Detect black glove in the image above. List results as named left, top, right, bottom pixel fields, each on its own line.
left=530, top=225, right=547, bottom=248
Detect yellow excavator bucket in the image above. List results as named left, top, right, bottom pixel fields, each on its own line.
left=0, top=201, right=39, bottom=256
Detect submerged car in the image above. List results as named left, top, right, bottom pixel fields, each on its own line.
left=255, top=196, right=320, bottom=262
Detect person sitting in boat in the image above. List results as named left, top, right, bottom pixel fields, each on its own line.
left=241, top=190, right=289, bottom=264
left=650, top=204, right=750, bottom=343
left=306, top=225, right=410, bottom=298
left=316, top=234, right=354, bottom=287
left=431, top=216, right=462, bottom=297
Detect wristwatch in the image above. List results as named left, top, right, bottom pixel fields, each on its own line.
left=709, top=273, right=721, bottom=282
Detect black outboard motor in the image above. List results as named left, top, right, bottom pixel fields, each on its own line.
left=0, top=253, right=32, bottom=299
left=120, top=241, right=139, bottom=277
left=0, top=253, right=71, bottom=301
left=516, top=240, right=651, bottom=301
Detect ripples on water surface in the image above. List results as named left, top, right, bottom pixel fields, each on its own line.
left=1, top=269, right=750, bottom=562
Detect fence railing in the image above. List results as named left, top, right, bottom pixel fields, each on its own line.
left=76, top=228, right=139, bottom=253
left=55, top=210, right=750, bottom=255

::::

ACTION ITEM
The required result is an exact repetition of the lines from the one containing "Detect ripples on" through the last line of the data.

ANSWER AREA
Detect ripples on water surface in the image above. List results as named left, top, right, bottom pixel fields, each on its own line.
left=1, top=269, right=750, bottom=562
Detect fence railing in the image above. List results as named left, top, right, bottom pixel fields, each on its own line.
left=76, top=228, right=139, bottom=253
left=55, top=210, right=750, bottom=255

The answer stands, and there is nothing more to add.